## AIM OF THE TASK
Give back every record below precisely as written.

--- --- ---

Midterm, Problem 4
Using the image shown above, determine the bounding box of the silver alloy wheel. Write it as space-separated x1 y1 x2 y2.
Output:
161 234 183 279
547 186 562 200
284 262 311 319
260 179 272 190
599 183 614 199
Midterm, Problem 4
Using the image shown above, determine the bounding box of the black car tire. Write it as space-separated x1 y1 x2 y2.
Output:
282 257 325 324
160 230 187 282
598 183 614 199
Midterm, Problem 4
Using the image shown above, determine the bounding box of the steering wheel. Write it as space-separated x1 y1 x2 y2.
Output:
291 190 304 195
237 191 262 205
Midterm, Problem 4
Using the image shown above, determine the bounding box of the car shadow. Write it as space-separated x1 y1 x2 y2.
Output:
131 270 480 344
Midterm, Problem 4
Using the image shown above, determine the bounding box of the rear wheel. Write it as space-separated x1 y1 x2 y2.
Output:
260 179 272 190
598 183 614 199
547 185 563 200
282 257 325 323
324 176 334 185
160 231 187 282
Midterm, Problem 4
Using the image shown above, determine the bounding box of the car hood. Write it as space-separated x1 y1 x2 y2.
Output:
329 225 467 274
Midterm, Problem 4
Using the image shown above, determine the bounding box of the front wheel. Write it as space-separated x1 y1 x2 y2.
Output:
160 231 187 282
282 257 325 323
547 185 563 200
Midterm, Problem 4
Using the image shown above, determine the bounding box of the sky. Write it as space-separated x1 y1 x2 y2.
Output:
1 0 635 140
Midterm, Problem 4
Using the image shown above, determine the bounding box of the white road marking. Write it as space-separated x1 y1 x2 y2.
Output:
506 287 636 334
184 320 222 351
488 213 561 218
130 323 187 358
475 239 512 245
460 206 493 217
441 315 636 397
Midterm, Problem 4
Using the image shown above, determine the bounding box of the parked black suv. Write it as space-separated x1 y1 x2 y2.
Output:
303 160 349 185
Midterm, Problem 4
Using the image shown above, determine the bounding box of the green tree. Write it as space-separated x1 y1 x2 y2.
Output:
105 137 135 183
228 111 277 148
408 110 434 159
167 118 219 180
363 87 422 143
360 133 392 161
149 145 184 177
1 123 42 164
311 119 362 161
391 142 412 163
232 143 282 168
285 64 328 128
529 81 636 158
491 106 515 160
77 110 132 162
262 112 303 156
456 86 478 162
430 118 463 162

--- --- ---

## REPLY
Midterm, Problem 4
Using the image shown above, determine the bounding box of the silver alloy wheel. Write it as space-separated x1 y1 x2 y2.
Output:
161 234 183 279
547 186 562 200
284 262 311 319
260 179 272 190
599 183 614 199
Midterm, Problem 4
Using the image shown above, determine the bounding box of the black car tire. Write it as space-separated x1 y1 x2 y2.
Output:
282 257 325 324
160 230 187 282
598 183 614 199
Midterm, Problem 4
Using the image shown above, determine the bounding box of the steering wheel. Write it as space-separated x1 y1 x2 y2.
Output:
291 190 304 195
237 191 262 205
Midterm, Problem 4
Using the image shown above, determine the bounding box of the car shadow. Write it as space-separated x1 y1 x2 y2.
Output:
131 270 480 344
Midterm, Problem 4
Using the image shown above, determine the bounding box of the rear wheel. Write it as space-separated x1 y1 x2 y2.
Output:
260 179 272 190
598 183 614 199
547 185 563 200
282 257 325 323
324 176 334 185
160 231 187 282
Midterm, Problem 4
Using the image shown above, determine the bounding box of the car hood. Write it as space-separated x1 y1 x2 y2.
Output:
329 225 467 274
Midterm, Problem 4
Using the image shown above, determine the bounding box of the front wheel. Write it as space-separated x1 y1 x2 y2.
Output:
160 231 187 282
282 257 325 323
547 185 563 200
Midterm, Problem 4
Using the image shown above, determine the bounding box of the sky. Write it as space-separated x1 y1 x2 y2.
Output:
1 0 635 140
Midterm, Problem 4
Using the image shown above, determine the bounding box of the white road marking. Write it as space-separated x1 y1 x2 y2.
Output:
506 287 636 334
184 320 222 351
488 213 561 218
130 323 187 358
475 239 512 245
460 206 493 217
441 315 636 397
Midterm, Problem 4
Using the image shown above, determine the bounding box of the parked black suv. Write it as space-separated x1 y1 x2 y2.
Output:
303 160 349 185
Midterm, Problem 4
Using the image shown above, determine the bounding box of the green tree. Write it as space-separated x1 y1 x2 y2.
Output:
105 137 135 183
228 111 277 148
408 110 434 159
167 118 219 180
363 87 422 143
360 133 392 161
149 145 184 177
1 123 42 164
311 119 362 161
391 142 412 163
232 143 282 168
285 64 328 128
529 81 636 158
491 106 515 160
77 110 132 162
262 112 303 156
456 86 478 162
430 118 463 162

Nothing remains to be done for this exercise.